Reproduce the entries below exactly, but leave the pictures out.

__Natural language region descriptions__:
-------
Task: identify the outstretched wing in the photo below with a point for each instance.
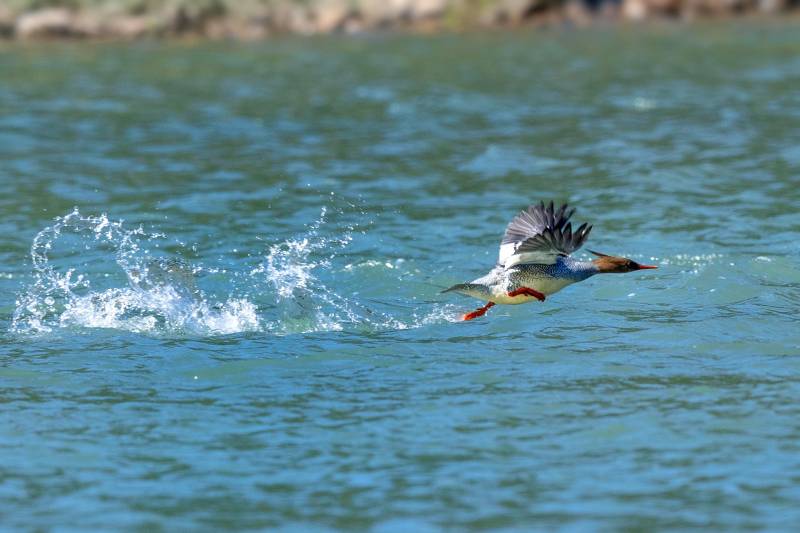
(539, 235)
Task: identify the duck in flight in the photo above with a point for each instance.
(535, 260)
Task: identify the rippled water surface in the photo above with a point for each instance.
(220, 268)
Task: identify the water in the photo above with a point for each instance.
(220, 268)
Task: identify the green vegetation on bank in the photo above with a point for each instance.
(249, 19)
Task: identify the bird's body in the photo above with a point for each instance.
(534, 260)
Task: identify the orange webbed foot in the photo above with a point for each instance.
(527, 291)
(478, 312)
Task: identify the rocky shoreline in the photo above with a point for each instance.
(256, 19)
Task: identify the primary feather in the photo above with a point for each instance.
(539, 235)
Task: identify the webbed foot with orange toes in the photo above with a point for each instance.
(527, 291)
(478, 312)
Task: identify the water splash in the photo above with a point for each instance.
(290, 289)
(155, 296)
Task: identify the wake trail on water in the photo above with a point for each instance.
(94, 272)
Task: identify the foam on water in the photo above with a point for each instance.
(103, 275)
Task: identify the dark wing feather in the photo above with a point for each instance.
(540, 234)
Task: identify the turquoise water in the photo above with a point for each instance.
(220, 268)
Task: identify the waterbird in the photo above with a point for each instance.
(535, 261)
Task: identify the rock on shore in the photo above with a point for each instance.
(253, 19)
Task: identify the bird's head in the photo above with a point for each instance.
(609, 264)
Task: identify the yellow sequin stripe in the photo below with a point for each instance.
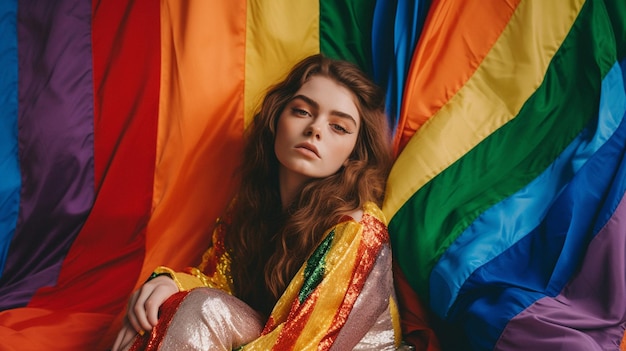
(193, 278)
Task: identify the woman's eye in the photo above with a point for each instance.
(340, 129)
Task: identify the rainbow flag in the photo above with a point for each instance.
(507, 198)
(121, 124)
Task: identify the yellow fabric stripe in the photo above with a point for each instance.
(279, 34)
(340, 263)
(508, 76)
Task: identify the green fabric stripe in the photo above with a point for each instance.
(346, 31)
(316, 267)
(511, 157)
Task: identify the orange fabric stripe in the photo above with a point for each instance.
(200, 126)
(456, 38)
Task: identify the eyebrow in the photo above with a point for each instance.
(314, 103)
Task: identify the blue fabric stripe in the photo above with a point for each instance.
(10, 178)
(510, 220)
(544, 261)
(402, 20)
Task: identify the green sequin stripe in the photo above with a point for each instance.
(315, 267)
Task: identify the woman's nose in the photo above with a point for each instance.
(313, 130)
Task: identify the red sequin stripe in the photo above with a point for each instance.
(152, 341)
(374, 236)
(298, 318)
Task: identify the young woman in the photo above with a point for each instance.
(302, 258)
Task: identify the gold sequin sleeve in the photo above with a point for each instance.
(214, 271)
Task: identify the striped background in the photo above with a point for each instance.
(121, 125)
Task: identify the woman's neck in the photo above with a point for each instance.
(289, 185)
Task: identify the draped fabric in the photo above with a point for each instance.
(341, 298)
(121, 126)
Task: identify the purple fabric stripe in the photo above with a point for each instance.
(55, 137)
(590, 313)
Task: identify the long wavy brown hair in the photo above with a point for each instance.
(268, 242)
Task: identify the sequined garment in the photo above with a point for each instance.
(342, 298)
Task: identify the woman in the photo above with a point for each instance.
(302, 259)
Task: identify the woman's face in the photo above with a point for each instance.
(317, 131)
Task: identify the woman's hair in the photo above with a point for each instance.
(268, 244)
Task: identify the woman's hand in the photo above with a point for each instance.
(143, 309)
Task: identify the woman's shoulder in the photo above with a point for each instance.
(368, 209)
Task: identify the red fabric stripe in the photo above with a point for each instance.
(101, 268)
(367, 254)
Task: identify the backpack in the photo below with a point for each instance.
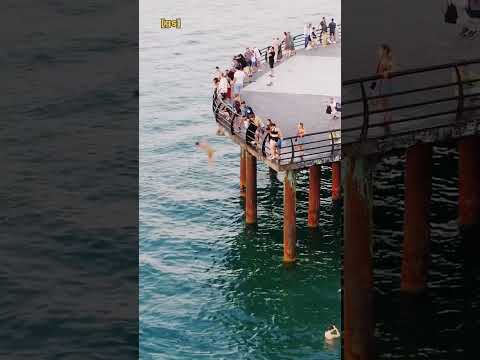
(473, 8)
(451, 14)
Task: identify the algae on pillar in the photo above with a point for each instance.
(314, 195)
(251, 193)
(416, 243)
(357, 260)
(289, 217)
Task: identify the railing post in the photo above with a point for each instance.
(263, 145)
(293, 152)
(366, 113)
(232, 128)
(460, 97)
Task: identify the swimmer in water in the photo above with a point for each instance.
(332, 333)
(207, 148)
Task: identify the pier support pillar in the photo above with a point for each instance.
(289, 217)
(469, 222)
(314, 195)
(243, 173)
(336, 181)
(418, 188)
(357, 261)
(251, 191)
(469, 181)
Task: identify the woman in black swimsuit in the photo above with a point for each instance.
(275, 136)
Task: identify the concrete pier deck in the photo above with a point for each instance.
(299, 91)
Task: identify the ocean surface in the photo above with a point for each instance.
(210, 287)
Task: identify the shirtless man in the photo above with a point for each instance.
(204, 146)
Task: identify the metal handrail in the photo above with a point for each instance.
(360, 121)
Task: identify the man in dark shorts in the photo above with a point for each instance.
(332, 26)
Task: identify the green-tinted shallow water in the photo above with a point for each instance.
(210, 287)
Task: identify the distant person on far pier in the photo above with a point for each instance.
(299, 140)
(271, 59)
(238, 79)
(332, 26)
(332, 108)
(383, 86)
(275, 141)
(306, 34)
(216, 81)
(258, 58)
(332, 333)
(205, 146)
(223, 86)
(248, 57)
(313, 37)
(217, 73)
(279, 50)
(287, 40)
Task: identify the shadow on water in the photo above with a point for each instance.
(281, 311)
(439, 323)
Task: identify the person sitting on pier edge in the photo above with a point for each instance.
(313, 37)
(217, 73)
(275, 141)
(252, 126)
(223, 86)
(299, 139)
(332, 333)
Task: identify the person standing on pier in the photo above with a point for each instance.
(275, 140)
(306, 34)
(223, 86)
(238, 79)
(279, 50)
(271, 59)
(299, 140)
(384, 85)
(258, 58)
(332, 26)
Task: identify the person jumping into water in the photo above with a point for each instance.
(332, 333)
(204, 146)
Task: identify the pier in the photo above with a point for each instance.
(299, 91)
(426, 106)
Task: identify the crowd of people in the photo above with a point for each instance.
(324, 34)
(228, 85)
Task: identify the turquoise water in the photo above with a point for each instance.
(210, 287)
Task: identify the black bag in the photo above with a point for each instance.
(451, 14)
(473, 9)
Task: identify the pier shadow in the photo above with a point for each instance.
(438, 323)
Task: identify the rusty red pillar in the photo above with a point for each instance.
(357, 261)
(289, 217)
(251, 191)
(469, 181)
(243, 173)
(418, 188)
(314, 195)
(336, 181)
-------
__Exercise output__:
Task: identify the outstretched wing in the photo below with a point for each instance.
(539, 235)
Task: identify the duck in flight in the photo above with a point for each instance.
(535, 260)
Task: identify the rippled water surface in the photo above with a point for each instance.
(220, 268)
Task: identify the water in the photo above with a point for each instance.
(220, 268)
Task: identify the green vegetation on bank in the photo above with a point for each instance.
(249, 19)
Task: identify the bird's body in the photo above with a point for each instance.
(534, 260)
Task: identify the orange webbed foot in the photo above with a point for each instance.
(527, 291)
(478, 312)
Task: identify the rocky shoreline in the photo above with a point for each instance.
(256, 19)
Task: identify the primary feather in the photo above with a point for each instance.
(539, 235)
Task: identify the webbed foot with orange toes in the photo above with a point for each instance.
(527, 291)
(478, 312)
Task: identify the water splash in the photo above with a point for each instance.
(290, 289)
(155, 296)
Task: identify the wake trail on water in the photo above with a point for each instance.
(94, 272)
Task: identify the foam on water in the photo above with a point for each instance.
(103, 275)
Task: identify the dark wing feather in the photo above with a point for each instance.
(540, 234)
Task: identify the turquoise water in the photo above with a point for each instance.
(220, 268)
Task: identify the waterbird in the photo above with a point for each instance.
(535, 261)
Task: identify the rock on shore in the photo above with a point for each instance.
(253, 19)
Task: identify the bird's head in the photo above with a point for each instance.
(609, 264)
Task: identify the yellow sequin stripe in the photo below with a point for each instance.
(193, 278)
Task: identify the woman's eye in the photo above with a point for each instance.
(340, 129)
Task: identify the rainbow flag in the photo above with a point for each instance.
(507, 198)
(121, 124)
Task: identify the yellow fabric stripe in the photo above with a point for each instance.
(279, 34)
(340, 263)
(508, 76)
Task: identify the green fabric stripe in the photo above with a point for each instance.
(346, 31)
(316, 267)
(511, 157)
Task: identify the orange fabric stripe in the photo above with a point for each instance.
(200, 126)
(456, 38)
Task: identify the eyebrow in the photo above with a point for each instance.
(314, 103)
Task: identify the blue fabric stripe in the photo above with a point for each instance.
(10, 178)
(510, 220)
(544, 261)
(402, 20)
Task: identify the green sequin stripe in the photo above with a point for each instance.
(315, 267)
Task: identify the woman's nose in the photo above with a point for each instance.
(313, 130)
Task: identify the red sequin stripe in the photo above with a point for each instance.
(152, 341)
(374, 236)
(298, 318)
Task: identify the young woman in the photo above with a point for each instance.
(302, 258)
Task: identify the gold sequin sleeve in the photo above with a point for each instance.
(214, 271)
Task: identify the striped background in the photo above with a point for each instance.
(121, 125)
Task: identify the woman's neck in the photo above with a point for each instance.
(289, 185)
Task: identify the draped fabric in the photo above with a point for each instance.
(341, 298)
(121, 126)
Task: identify the purple fabric stripe in the photo above with a point for each instance.
(55, 137)
(590, 313)
Task: identify the long wavy brown hair in the photo above with a point for each instance.
(268, 242)
Task: identify the sequined garment in the photo above with a point for each instance.
(342, 298)
Task: identify the woman in the photo above with a point for each instance.
(302, 259)
Task: identify the woman's face in the photo above with a point for each instance.
(317, 131)
Task: identify the woman's hair in the photo above with a point for each instance.
(268, 244)
Task: identify the woman's hand in the photo above with a point for each instance.
(143, 309)
Task: identify the woman's shoulder in the photo above with a point for each instance.
(368, 209)
Task: identify the red fabric stripe in the photo above with a point for each instance.
(101, 268)
(367, 254)
Task: identify the backpack in the photo below with a point for each instance.
(473, 8)
(451, 14)
Task: identify the algae on pillar in the photo above with a point for each instance.
(314, 195)
(251, 193)
(416, 243)
(357, 260)
(289, 217)
Task: identify the railing post in the photo above with a point for each instance.
(263, 145)
(293, 152)
(366, 113)
(232, 128)
(460, 97)
Task: identify the swimmer in water in the photo above with a point for each instance.
(332, 333)
(207, 148)
Task: identify the pier support pillar in the photo above with a point for each instance.
(289, 217)
(469, 222)
(314, 195)
(243, 173)
(336, 181)
(418, 188)
(357, 261)
(251, 191)
(469, 181)
Task: identify the woman in black swimsuit in the photo above with a point for each instance.
(275, 136)
Task: identify the concrete pier deck in the photo above with a point for each instance.
(299, 91)
Task: identify the ocean surface in the photo above with a point for each instance.
(210, 287)
Task: identify the shirtless man in the photo above with a point for each instance.
(204, 146)
Task: identify the metal handrail in the photo above with a point for each instance.
(360, 121)
Task: identify the man in dark shorts in the photo above with a point for each instance.
(332, 26)
Task: identify the green-tinted shallow water in the photo above with a point for each instance.
(210, 287)
Task: identify the distant person on far pier in the photo above with a point for each instance.
(299, 140)
(271, 59)
(238, 79)
(332, 26)
(332, 108)
(383, 86)
(275, 141)
(306, 34)
(216, 81)
(258, 58)
(332, 333)
(205, 146)
(223, 86)
(248, 57)
(313, 37)
(217, 73)
(279, 50)
(287, 40)
Task: identify the shadow on water in the photo above with a point for each instance.
(281, 311)
(439, 323)
Task: identify the person sitting on pier edge in the photo above with a point for each instance.
(313, 37)
(217, 73)
(275, 141)
(252, 126)
(223, 86)
(299, 139)
(332, 333)
Task: identify the person standing on pier in the photo above with a point for each instance.
(275, 140)
(306, 34)
(223, 86)
(238, 79)
(279, 50)
(271, 59)
(299, 140)
(384, 85)
(258, 58)
(332, 26)
Task: identify the person jumping into water in the photo above with a point for each instance.
(332, 333)
(204, 146)
Task: identify the pier in the photo above with a point for each instance.
(299, 91)
(426, 106)
Task: identify the crowd of people in the photo above with a point for each instance.
(324, 34)
(228, 85)
Task: identify the turquoise water in the photo above with a point for each instance.
(210, 287)
Task: identify the black bag in the photo above with a point for each instance.
(451, 14)
(473, 9)
Task: identify the pier shadow in the photo above with a point for each instance.
(438, 323)
Task: identify the rusty red pillar in the photo above with a point for each instance.
(357, 261)
(289, 217)
(251, 191)
(469, 181)
(243, 173)
(418, 188)
(314, 195)
(336, 181)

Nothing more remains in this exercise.